-- Opening Marker --
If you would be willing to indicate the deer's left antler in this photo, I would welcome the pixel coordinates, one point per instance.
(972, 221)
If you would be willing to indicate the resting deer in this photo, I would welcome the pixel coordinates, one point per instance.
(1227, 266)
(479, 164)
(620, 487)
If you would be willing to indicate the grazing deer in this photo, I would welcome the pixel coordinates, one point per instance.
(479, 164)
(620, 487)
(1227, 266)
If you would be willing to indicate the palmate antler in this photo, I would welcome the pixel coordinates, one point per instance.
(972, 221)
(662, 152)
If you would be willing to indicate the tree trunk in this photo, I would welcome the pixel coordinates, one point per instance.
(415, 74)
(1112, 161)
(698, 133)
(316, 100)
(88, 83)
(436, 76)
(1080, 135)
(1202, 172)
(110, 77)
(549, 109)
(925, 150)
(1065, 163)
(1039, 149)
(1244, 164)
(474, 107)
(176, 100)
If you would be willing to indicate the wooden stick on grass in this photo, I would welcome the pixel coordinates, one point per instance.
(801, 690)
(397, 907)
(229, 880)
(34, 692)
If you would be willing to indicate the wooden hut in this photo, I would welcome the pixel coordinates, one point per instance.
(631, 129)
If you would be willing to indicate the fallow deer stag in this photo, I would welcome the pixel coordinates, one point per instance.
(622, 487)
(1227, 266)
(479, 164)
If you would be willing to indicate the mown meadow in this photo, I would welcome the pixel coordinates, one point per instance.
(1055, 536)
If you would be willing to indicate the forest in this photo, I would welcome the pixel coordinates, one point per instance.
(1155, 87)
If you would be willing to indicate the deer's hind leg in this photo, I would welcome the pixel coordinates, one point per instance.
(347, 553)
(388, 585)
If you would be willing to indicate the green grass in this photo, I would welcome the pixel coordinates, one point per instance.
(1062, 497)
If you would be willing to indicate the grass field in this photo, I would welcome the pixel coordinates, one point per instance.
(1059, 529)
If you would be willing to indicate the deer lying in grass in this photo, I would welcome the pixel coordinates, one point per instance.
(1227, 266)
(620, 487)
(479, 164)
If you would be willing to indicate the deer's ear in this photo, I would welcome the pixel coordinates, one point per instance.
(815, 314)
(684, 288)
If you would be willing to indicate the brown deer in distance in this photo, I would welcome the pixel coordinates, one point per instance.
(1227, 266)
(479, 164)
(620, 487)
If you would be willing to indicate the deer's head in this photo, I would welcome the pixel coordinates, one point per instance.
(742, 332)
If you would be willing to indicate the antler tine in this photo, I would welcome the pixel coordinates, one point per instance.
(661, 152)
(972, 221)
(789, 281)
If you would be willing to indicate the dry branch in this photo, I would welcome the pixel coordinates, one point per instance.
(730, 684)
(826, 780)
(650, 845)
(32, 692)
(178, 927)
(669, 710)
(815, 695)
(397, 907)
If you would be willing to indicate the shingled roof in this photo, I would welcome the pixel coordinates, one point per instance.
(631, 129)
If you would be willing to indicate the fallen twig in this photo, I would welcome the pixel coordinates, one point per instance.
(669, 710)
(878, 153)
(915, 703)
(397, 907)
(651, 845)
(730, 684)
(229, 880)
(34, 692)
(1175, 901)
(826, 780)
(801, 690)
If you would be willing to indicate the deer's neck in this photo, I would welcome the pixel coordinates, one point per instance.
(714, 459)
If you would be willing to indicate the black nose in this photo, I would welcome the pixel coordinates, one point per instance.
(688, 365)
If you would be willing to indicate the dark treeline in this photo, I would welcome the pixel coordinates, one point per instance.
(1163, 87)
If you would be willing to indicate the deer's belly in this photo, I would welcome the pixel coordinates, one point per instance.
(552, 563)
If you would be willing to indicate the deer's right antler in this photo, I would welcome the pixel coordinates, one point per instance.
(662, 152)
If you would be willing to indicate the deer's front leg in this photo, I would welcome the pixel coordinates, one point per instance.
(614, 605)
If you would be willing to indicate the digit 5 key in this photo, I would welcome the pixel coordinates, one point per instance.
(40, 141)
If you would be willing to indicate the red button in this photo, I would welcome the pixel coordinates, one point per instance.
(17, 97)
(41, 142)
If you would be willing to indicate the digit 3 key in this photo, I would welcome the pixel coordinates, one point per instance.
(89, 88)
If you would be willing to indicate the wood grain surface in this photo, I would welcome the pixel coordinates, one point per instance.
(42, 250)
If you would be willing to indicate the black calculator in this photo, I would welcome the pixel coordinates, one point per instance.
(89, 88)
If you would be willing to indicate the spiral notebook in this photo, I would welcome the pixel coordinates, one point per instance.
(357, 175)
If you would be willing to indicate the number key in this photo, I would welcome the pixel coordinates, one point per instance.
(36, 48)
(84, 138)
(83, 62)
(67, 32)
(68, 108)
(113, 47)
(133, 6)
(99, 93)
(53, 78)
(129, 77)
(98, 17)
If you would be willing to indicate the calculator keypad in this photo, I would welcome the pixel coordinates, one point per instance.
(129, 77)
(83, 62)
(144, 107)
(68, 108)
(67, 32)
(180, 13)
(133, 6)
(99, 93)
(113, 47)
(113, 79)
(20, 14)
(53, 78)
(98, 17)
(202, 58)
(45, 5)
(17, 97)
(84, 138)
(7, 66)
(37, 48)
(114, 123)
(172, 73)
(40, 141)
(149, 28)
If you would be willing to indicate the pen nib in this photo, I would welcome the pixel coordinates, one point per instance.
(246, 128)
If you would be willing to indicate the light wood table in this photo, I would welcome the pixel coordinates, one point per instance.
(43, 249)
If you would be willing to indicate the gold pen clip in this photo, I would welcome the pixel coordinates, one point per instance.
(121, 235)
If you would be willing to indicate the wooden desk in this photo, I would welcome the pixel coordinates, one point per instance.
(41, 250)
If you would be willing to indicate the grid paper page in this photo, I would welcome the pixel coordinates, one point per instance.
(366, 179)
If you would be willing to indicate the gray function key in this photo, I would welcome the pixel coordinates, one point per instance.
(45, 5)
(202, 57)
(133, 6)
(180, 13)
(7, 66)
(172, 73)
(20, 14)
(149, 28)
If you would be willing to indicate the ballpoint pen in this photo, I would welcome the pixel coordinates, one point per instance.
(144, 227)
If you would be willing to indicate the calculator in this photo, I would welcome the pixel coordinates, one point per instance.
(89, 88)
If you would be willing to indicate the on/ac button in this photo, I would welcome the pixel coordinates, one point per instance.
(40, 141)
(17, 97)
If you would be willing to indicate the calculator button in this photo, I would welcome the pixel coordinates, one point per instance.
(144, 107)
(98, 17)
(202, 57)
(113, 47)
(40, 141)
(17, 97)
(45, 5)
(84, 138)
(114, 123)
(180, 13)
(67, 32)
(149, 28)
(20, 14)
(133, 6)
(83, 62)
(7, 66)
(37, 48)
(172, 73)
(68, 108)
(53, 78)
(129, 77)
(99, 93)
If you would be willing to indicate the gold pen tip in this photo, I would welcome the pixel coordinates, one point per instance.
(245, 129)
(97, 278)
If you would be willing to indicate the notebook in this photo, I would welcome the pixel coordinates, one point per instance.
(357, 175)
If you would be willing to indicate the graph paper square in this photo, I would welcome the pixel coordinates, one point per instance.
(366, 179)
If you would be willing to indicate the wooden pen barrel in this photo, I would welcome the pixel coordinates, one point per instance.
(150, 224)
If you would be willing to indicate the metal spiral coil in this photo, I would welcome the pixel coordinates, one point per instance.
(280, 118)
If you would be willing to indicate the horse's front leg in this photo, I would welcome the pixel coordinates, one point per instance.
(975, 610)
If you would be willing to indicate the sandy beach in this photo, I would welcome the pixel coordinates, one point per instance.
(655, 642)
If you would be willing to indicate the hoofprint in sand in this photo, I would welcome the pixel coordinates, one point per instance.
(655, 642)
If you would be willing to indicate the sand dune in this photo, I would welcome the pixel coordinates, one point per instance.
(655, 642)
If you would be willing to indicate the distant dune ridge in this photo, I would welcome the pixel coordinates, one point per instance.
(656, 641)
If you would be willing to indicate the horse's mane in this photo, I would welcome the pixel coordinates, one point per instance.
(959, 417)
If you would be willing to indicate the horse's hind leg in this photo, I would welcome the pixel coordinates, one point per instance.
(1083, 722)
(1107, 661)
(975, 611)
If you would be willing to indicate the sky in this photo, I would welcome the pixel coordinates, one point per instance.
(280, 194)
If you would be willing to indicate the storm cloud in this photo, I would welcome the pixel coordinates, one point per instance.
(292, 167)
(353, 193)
-- Closing Marker --
** Description of the task **
Starting at the line that contains "If you would be willing to indicate the horse's hind", retype each line through the last one in the records, both included, and add nothing.

** Response to the exercise **
If you would be willing to indicate the horse's hind leg in this photo, I would welcome the pixel coordinates, one point per instance.
(1083, 722)
(1107, 661)
(975, 611)
If you would be willing to indicate the sky in this photo, I would welcome the pixel coordinates, one point per instance.
(280, 194)
If you would be willing to indicate the storm cloud in this photo, I would welcome the pixel coordinates, one point per instance.
(292, 167)
(353, 193)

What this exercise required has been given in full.